EXERCISE PROMPT: Of the entries below, return only those lines from the line with "Target: black sweatshirt" to the line with "of the tall", exactly, both included.

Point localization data
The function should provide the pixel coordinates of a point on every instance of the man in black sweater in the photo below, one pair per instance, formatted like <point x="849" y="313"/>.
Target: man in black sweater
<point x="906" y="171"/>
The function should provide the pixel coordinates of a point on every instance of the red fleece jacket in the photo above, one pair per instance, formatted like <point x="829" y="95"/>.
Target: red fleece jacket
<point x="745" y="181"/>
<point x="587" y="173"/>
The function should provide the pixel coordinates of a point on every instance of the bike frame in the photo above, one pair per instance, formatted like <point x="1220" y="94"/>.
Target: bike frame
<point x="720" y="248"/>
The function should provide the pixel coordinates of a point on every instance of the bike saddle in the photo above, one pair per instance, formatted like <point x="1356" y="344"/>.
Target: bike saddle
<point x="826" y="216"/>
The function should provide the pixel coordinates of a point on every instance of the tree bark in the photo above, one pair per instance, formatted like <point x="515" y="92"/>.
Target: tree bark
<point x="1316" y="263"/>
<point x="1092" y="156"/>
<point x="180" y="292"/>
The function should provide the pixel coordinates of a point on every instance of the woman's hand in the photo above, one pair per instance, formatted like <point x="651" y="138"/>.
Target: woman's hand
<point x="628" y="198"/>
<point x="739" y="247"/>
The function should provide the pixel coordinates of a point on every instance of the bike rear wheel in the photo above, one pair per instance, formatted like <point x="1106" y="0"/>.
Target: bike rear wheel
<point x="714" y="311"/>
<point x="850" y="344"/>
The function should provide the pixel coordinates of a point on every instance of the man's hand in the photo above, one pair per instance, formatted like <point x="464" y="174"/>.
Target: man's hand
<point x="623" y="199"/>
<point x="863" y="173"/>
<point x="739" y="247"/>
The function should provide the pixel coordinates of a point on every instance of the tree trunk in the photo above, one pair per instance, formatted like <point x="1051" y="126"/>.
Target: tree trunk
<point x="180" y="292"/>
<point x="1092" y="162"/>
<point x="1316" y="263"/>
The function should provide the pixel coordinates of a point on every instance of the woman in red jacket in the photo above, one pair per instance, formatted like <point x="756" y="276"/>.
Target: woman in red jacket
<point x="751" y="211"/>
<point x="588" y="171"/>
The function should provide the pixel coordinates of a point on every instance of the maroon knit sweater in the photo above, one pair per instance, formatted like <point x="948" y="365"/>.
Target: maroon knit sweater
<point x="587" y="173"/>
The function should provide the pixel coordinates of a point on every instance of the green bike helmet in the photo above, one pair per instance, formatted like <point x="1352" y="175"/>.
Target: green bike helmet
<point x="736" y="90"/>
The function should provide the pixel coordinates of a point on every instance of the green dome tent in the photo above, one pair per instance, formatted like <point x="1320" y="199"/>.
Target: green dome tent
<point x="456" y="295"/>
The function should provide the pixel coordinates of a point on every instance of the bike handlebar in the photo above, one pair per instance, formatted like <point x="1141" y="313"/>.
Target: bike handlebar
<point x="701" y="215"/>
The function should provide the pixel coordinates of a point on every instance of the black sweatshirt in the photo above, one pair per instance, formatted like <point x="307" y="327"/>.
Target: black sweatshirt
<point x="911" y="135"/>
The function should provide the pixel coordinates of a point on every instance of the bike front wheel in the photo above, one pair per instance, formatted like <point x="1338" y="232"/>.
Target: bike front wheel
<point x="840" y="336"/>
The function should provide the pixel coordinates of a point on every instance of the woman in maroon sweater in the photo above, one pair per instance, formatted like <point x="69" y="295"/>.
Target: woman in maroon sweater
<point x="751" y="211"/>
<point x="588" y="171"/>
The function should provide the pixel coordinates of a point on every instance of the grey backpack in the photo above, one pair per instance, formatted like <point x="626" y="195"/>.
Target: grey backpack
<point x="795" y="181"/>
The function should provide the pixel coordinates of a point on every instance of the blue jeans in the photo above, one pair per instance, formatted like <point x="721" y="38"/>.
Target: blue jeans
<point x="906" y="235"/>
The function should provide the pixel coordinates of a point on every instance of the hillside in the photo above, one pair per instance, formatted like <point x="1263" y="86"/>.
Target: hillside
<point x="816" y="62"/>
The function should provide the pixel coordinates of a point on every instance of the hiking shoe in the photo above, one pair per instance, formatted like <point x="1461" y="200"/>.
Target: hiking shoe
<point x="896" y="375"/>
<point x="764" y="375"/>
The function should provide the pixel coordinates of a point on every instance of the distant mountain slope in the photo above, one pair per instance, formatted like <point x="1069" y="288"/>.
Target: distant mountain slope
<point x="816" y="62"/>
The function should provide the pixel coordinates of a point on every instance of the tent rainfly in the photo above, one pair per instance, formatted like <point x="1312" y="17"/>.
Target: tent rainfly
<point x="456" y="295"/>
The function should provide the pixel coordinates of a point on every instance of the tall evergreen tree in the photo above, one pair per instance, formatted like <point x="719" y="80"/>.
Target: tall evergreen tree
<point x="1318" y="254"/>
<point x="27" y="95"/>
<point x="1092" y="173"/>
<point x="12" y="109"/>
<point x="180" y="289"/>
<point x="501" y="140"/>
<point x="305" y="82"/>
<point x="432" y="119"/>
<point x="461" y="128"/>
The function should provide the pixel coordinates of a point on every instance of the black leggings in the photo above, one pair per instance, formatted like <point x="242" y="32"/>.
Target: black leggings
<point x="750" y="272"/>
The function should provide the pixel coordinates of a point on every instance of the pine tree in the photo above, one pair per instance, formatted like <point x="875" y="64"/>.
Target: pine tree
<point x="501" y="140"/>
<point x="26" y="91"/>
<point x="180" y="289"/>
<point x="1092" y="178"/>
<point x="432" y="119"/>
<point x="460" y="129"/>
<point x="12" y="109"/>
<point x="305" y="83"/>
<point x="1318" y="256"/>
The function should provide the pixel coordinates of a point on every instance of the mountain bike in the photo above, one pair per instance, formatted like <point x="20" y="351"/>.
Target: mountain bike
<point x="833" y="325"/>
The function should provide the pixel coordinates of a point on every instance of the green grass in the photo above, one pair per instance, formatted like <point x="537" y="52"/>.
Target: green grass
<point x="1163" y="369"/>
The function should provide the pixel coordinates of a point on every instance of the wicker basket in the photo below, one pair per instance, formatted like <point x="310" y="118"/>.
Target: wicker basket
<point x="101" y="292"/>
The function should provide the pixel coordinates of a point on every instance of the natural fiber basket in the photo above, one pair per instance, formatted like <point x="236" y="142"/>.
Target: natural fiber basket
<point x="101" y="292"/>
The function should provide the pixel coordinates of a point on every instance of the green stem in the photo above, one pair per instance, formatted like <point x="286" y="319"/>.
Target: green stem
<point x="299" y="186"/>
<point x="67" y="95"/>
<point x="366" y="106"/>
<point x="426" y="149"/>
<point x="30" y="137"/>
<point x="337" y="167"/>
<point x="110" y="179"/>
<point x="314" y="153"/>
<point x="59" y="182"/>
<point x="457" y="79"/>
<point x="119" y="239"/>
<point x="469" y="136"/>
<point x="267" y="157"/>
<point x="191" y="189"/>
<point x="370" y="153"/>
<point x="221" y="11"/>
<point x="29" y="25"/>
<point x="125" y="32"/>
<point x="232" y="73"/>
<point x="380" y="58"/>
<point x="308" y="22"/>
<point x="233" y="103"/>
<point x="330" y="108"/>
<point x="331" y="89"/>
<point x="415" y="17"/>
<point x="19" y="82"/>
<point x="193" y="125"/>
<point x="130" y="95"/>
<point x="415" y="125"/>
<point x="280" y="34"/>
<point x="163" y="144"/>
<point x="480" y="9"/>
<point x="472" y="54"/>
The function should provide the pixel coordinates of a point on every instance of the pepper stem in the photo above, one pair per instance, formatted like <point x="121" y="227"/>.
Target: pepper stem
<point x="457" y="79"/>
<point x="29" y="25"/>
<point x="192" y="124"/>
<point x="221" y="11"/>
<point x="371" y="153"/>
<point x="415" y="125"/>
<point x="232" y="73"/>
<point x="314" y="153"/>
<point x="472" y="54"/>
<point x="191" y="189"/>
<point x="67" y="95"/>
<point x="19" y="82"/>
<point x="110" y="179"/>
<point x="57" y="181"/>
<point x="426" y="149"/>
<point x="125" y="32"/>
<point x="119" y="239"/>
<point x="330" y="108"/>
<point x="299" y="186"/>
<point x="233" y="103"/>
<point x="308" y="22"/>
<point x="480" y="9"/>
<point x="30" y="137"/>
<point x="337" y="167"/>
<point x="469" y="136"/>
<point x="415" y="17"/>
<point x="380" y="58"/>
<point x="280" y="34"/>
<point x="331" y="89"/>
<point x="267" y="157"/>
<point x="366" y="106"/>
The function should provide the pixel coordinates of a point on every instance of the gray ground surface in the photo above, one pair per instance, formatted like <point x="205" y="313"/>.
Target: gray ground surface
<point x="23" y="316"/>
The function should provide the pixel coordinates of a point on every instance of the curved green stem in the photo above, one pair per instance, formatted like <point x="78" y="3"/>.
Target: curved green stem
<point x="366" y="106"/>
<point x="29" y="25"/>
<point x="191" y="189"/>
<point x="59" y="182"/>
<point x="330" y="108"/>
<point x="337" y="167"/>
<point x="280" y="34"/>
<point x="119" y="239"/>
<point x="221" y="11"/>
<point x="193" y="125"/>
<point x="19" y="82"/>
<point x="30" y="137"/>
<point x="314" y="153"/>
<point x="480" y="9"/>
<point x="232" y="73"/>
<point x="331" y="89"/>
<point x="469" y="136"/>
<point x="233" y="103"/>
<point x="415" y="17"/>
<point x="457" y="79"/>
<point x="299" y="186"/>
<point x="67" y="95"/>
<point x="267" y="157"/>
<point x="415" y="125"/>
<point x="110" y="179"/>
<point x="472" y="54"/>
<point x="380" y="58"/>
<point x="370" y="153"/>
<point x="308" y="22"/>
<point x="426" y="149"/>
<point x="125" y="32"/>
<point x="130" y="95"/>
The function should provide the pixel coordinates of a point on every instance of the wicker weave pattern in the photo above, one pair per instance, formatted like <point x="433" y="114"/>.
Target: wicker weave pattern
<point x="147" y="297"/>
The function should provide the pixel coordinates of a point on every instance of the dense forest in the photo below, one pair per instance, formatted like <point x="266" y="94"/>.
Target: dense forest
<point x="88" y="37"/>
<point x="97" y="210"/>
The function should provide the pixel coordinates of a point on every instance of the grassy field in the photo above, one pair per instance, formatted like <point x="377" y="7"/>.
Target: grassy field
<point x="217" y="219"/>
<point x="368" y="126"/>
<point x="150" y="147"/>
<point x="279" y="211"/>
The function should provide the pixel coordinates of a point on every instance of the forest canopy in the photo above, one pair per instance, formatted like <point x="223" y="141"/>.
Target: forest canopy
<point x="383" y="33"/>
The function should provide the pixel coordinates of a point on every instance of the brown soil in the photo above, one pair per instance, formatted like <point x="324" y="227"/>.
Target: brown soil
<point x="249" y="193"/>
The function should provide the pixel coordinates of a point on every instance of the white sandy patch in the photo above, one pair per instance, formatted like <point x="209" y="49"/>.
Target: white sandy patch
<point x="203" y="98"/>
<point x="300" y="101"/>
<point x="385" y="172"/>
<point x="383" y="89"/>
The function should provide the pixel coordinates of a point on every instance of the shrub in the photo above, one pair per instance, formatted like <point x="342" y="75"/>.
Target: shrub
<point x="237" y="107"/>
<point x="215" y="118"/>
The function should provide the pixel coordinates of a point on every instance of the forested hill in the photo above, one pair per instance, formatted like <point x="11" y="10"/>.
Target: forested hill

TASK RESPONSE:
Target: black sweatshirt
<point x="911" y="135"/>
The function should provide the pixel coordinates of a point on every instance of the bike front wheel in the photo above, one pair per instance, formatted like <point x="1338" y="232"/>.
Target: bike front wheel
<point x="840" y="336"/>
The function should provide the pixel coordinates of a point on every instance of the woman in maroon sweater in the photo above, one pair per instance, formatted like <point x="69" y="295"/>.
Target: woman in maroon sweater
<point x="751" y="211"/>
<point x="588" y="171"/>
The function should provide the pixel coordinates of a point on every instance of the grey backpack in the photo above, one pair per instance, formatted like <point x="626" y="195"/>.
Target: grey backpack
<point x="795" y="181"/>
The function should provide the pixel coordinates of a point on every instance of the blue jeans in the photo above, one pair per instance, formatted like <point x="721" y="38"/>.
Target: blue jeans
<point x="906" y="235"/>
The function should provide the pixel coordinates of a point on every instance of the hillside in the photo above, one pair per instance, formatted like <point x="1263" y="86"/>.
Target: hillside
<point x="816" y="62"/>
The function should provide the pixel coordinates of a point on every instance of the hiking shoe in the photo above, one pair per instance, formatted like <point x="1461" y="200"/>.
Target: hiking shoe
<point x="896" y="375"/>
<point x="764" y="375"/>
The function should provide the pixel coordinates of a point on every instance of the distant mountain slope in the photo above, one pair per instance, formatted like <point x="1069" y="288"/>.
Target: distant mountain slope
<point x="816" y="62"/>
The function should provide the pixel coordinates of a point on every instance of the tent rainfly in the photo above, one pair per instance, formatted like <point x="1312" y="17"/>.
Target: tent rainfly
<point x="456" y="295"/>
The function should provide the pixel coordinates of a point on every instance of the tall evergreen tree in the photo above, one pair per instance, formatted like <point x="719" y="80"/>.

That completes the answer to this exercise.